TASK TO CARRY OUT: A faithful transcription of all the entries below is needed, without the pictures.

RECORDS PROVIDED:
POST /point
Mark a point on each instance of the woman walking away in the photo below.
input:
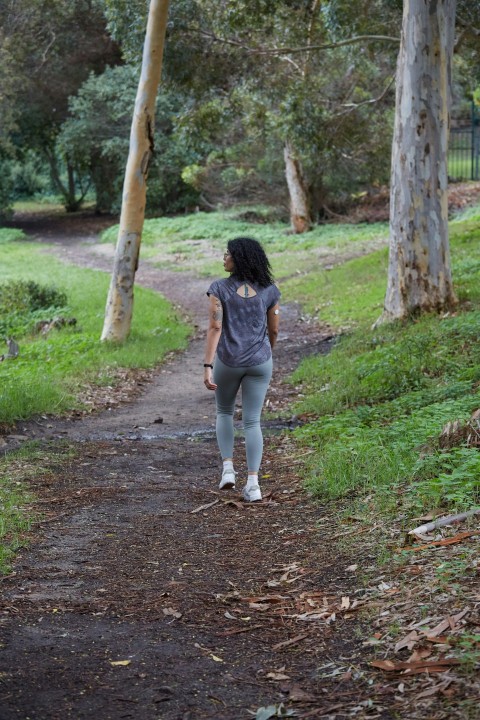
(242, 330)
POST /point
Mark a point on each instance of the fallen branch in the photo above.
(440, 522)
(293, 641)
(446, 541)
(205, 507)
(227, 633)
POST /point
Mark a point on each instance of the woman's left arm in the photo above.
(215, 318)
(273, 321)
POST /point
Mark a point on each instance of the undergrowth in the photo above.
(376, 406)
(52, 367)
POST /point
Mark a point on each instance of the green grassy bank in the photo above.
(50, 370)
(378, 403)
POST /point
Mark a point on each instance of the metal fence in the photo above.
(464, 150)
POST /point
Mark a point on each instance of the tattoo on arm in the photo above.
(217, 314)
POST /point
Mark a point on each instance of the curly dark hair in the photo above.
(250, 261)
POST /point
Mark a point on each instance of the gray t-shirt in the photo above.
(244, 340)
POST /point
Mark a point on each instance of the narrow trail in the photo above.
(145, 593)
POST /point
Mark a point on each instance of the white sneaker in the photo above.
(228, 480)
(252, 493)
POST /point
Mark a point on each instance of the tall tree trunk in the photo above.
(300, 216)
(419, 274)
(118, 313)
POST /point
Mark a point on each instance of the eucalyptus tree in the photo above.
(419, 272)
(119, 309)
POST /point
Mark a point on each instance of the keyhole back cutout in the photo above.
(245, 290)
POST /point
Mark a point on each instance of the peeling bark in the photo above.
(419, 274)
(119, 309)
(300, 216)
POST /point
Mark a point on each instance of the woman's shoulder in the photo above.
(220, 286)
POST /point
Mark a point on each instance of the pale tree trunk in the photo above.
(300, 216)
(419, 274)
(118, 313)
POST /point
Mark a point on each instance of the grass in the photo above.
(198, 241)
(20, 472)
(50, 371)
(379, 401)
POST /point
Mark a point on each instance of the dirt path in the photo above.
(145, 593)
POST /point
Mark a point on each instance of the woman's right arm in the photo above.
(215, 317)
(273, 321)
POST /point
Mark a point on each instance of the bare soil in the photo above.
(144, 592)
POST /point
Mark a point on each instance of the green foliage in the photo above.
(51, 370)
(6, 190)
(96, 138)
(23, 303)
(379, 401)
(14, 522)
(198, 240)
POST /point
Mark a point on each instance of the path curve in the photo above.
(176, 394)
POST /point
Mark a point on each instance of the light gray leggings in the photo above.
(254, 382)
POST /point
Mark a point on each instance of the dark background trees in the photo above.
(242, 82)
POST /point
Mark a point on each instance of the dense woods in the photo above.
(265, 101)
(289, 104)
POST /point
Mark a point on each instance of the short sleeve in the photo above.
(214, 289)
(274, 296)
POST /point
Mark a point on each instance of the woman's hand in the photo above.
(208, 379)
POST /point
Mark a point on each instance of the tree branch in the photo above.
(326, 46)
(306, 48)
(353, 106)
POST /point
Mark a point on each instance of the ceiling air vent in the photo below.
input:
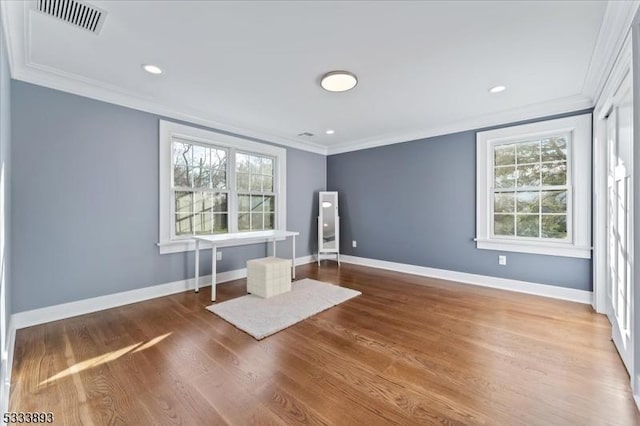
(75, 12)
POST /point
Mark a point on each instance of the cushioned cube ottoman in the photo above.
(268, 276)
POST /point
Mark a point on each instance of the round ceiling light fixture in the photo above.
(339, 81)
(152, 69)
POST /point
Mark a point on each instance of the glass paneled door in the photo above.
(619, 219)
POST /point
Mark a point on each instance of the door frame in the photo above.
(620, 70)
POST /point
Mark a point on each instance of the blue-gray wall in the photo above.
(5, 189)
(415, 203)
(85, 201)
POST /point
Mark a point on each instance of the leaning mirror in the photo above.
(328, 226)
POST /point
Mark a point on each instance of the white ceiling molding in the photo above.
(546, 109)
(613, 32)
(616, 23)
(24, 69)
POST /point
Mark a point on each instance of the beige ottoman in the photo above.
(268, 276)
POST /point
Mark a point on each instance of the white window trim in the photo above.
(170, 130)
(578, 179)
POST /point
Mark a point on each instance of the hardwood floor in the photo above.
(409, 350)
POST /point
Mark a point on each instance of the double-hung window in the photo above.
(212, 183)
(534, 188)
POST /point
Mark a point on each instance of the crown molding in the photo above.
(54, 79)
(544, 109)
(616, 24)
(15, 16)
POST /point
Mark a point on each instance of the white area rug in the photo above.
(263, 317)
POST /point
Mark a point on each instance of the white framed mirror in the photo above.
(328, 226)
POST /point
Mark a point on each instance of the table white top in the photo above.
(245, 236)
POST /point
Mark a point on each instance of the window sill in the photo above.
(180, 246)
(549, 249)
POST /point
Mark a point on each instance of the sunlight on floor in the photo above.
(103, 359)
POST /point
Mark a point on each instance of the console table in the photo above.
(240, 238)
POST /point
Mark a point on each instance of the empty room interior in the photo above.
(319, 212)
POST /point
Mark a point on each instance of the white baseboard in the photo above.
(5, 375)
(573, 295)
(94, 304)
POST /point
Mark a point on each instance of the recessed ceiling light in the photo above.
(152, 69)
(338, 81)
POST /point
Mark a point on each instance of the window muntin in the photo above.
(531, 189)
(206, 187)
(199, 189)
(255, 192)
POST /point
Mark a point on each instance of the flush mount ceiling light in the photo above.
(152, 69)
(338, 81)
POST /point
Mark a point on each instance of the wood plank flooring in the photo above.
(409, 350)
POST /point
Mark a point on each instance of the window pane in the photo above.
(554, 149)
(201, 156)
(219, 179)
(256, 203)
(267, 183)
(256, 183)
(504, 155)
(201, 177)
(554, 173)
(505, 177)
(529, 175)
(181, 176)
(503, 224)
(220, 203)
(528, 225)
(528, 152)
(269, 221)
(243, 203)
(554, 226)
(256, 221)
(255, 164)
(183, 224)
(218, 169)
(503, 202)
(554, 201)
(220, 223)
(269, 203)
(202, 202)
(182, 154)
(242, 163)
(243, 181)
(203, 223)
(243, 222)
(267, 166)
(528, 202)
(183, 202)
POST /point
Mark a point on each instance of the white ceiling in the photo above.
(424, 68)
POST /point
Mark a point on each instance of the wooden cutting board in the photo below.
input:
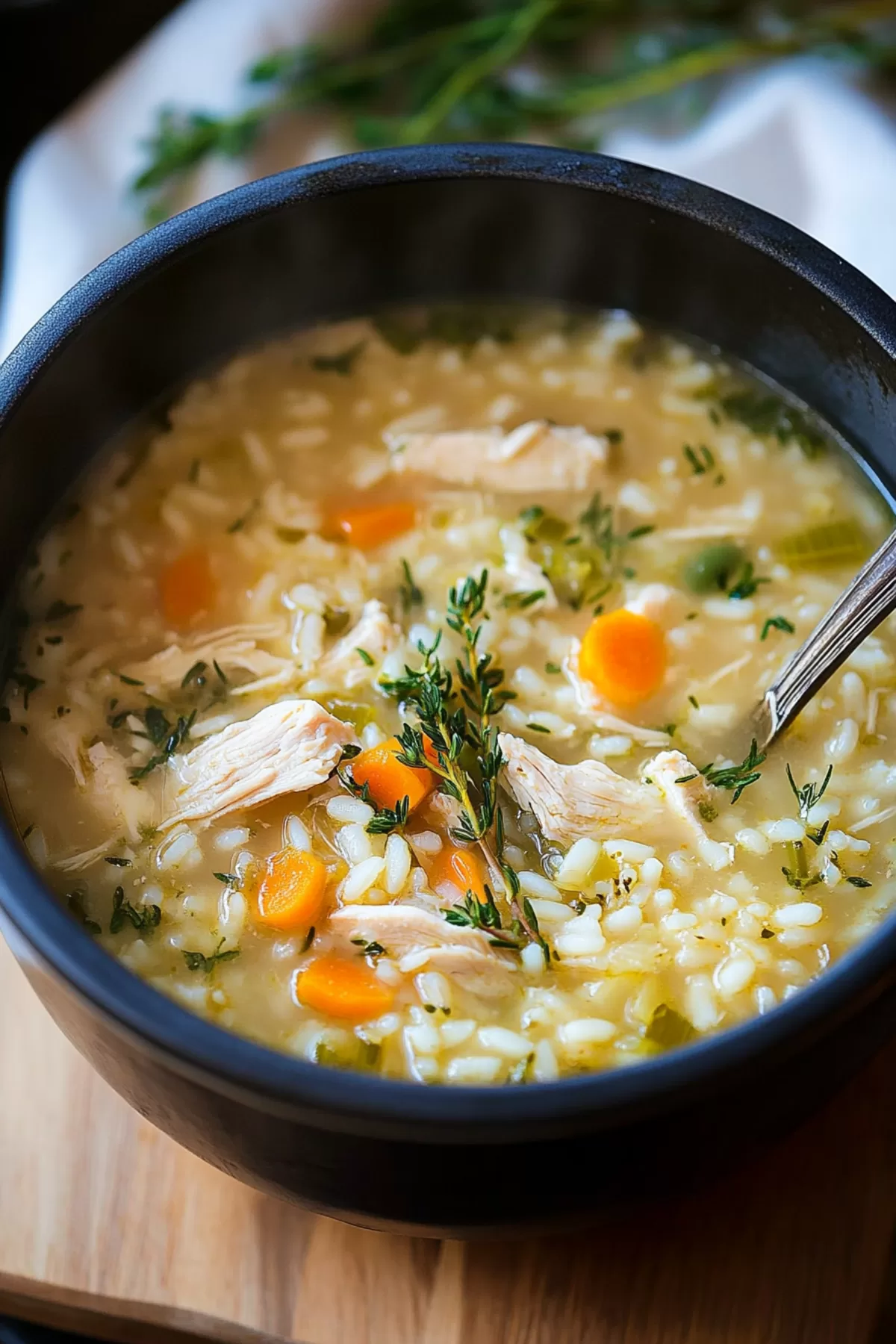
(107, 1225)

ANSWER TO THIS TASK:
POST /point
Mark a point on each instance of the woman walking away in the photo below.
input:
(242, 330)
POST /point
Mark a point on each instance of the fallen branch in the photo above.
(440, 522)
(293, 641)
(446, 541)
(205, 507)
(227, 633)
POST /point
Mark a point on each instance of the woman's left arm in the photo above.
(215, 318)
(273, 321)
POST /point
Mark a point on each instance of the undergrowth in the photo above.
(376, 406)
(52, 367)
POST /point
Mark a point on each instance of the green grassy bank in the photo above.
(50, 370)
(378, 403)
POST /point
Mark a point on each instance of the metal fence in the photo above.
(464, 150)
POST /point
Mark a point on each instance of the tattoo on arm in the photo above.
(217, 314)
POST /point
Mark a point on each instance of the curly dark hair in the photo above.
(250, 261)
POST /point
Mark a point on each instance of the gray t-shirt in the photo above.
(244, 340)
POST /point
Mark a point on each instance of the narrow trail in the photo above.
(145, 593)
POST /point
Mark a point on each instance of the white sneaker in the photo above.
(228, 480)
(252, 493)
POST /point
Mark a point on each instance of the tall tree trunk in the photo above.
(300, 216)
(419, 274)
(118, 313)
POST /point
Mark a point on each instance of the eucalyptus tree in the photo above.
(419, 272)
(119, 309)
POST /point
Mark a point on each instance of the keyhole back cutout in the photo above.
(245, 290)
POST /point
Mark a point on each instance of the peeling bark in the photo above.
(419, 274)
(119, 309)
(300, 216)
POST /point
Mark a point on each instance of the woman's shoulder in the photo above.
(220, 286)
POST /point
Mark a point on each instance of the pale tree trunk in the photo above.
(300, 216)
(419, 274)
(118, 313)
POST /point
Mark a point on each instance of the grass in the photo above.
(198, 241)
(20, 472)
(50, 371)
(379, 401)
POST /point
Mark a point on each instance of the dirt path in the photo above.
(145, 593)
POST /point
Mark a point on each instance of the woman's right arm in the photo above.
(215, 317)
(273, 321)
POST /point
Mark a point on each instance of the bare soil in the photo above.
(144, 592)
POST /point
Mark a point on each instance of the green foliage in the photo above.
(51, 370)
(6, 190)
(96, 138)
(23, 303)
(379, 401)
(14, 522)
(198, 240)
POST /point
Mark a point on each instance of the path curve in the photo above.
(176, 394)
POST /point
Mark a point on each instance of the light gray leggings in the photo above.
(254, 382)
POST /point
Mark a point on each instance of the dark background trees in the photo above.
(242, 82)
POST /point
Mark a point on each instance of the dense woods in the photo above.
(265, 101)
(289, 104)
POST /point
Mark a point on each instance of the short sleeve in the photo above.
(214, 289)
(274, 296)
POST /point
Mark a point on each instance of the woman's hand in the photo above.
(208, 379)
POST /point
Mark a point on each instance of the tree branch in the photo above.
(326, 46)
(306, 48)
(353, 106)
POST /point
Mark a point on each instance of the ceiling air vent in the photo below.
input:
(75, 12)
POST /point
Mark a point on each instance of the cushioned cube ottoman in the photo above.
(268, 276)
POST /point
Mark a point on each instance of the round ceiling light fixture in the photo above.
(339, 81)
(152, 69)
POST /point
Mark a point on each instance of the glass paneled door in the photo above.
(619, 219)
POST /point
Mark a point on each instance of the door frame in the photo above.
(620, 70)
POST /point
Mark a point on each instance of the blue-gray wall in the photo above.
(5, 189)
(415, 203)
(85, 201)
POST /point
Mark a point on each instance of the leaning mirror in the photo above.
(328, 226)
POST /point
Mark a point on each instance of the white ceiling molding in the photo above.
(546, 109)
(613, 32)
(616, 23)
(24, 69)
POST /point
Mark a point on each instance of the beige ottoman in the photo above.
(268, 276)
POST /point
Mark a point on each instance of the white window trim in the photo above.
(170, 130)
(578, 179)
POST /point
Mark a point on each instance of the hardwood floor in the photo above.
(409, 350)
POST /point
Mark a point on each instance of the double-hung window in the photo above.
(212, 183)
(534, 188)
POST /point
Mark a point on each instance of the crown molding in the photo above.
(54, 79)
(544, 109)
(616, 24)
(15, 16)
POST /point
Mark a point on each instance of the white area rug in the photo above.
(263, 317)
POST /point
Mark a point on each instance of the white framed mirror in the photo above.
(328, 226)
POST /point
Mark a point on each instance of the table white top in the photo above.
(245, 236)
POST /point
Mark a point on each instance of the window sill in the photo above.
(180, 246)
(549, 249)
POST /point
Mark a point on each instance of the sunlight on floor in the photo above.
(103, 359)
POST /point
Mark a point on each instance of the console table in the photo above.
(240, 238)
POST /point
Mark a point on each instance of the empty room interior in the photo above.
(319, 212)
POST /point
Mark a point on each instance of the white baseboard in the photo above.
(5, 375)
(573, 295)
(94, 304)
POST /point
Mark a point on each instance of the recessed ceiling light in the photo above.
(152, 69)
(338, 81)
POST /point
Mark a point on each instance of the window muntin in the photo above.
(531, 189)
(206, 187)
(199, 189)
(255, 192)
POST /point
Mark a point on each instance of the flush mount ceiling light in the photo above.
(152, 69)
(338, 81)
POST /point
Mark a point on each instance of the wood plank flooring in the photo above.
(409, 350)
POST /point
Mark a point on each instance of the window pane in the photo above.
(554, 149)
(201, 156)
(219, 179)
(256, 203)
(267, 183)
(256, 183)
(504, 155)
(201, 177)
(554, 173)
(505, 177)
(529, 175)
(181, 176)
(503, 224)
(220, 203)
(528, 225)
(528, 152)
(269, 221)
(243, 203)
(554, 226)
(256, 221)
(255, 164)
(183, 224)
(218, 169)
(503, 202)
(554, 201)
(220, 223)
(269, 203)
(202, 202)
(182, 154)
(242, 163)
(243, 181)
(203, 223)
(243, 222)
(267, 166)
(528, 202)
(183, 202)
POST /point
Mark a point on each instance of the white ceiling in the photo above.
(424, 68)
POST /point
Mark a point on each instance of the wooden cutting board in the photo below.
input:
(107, 1225)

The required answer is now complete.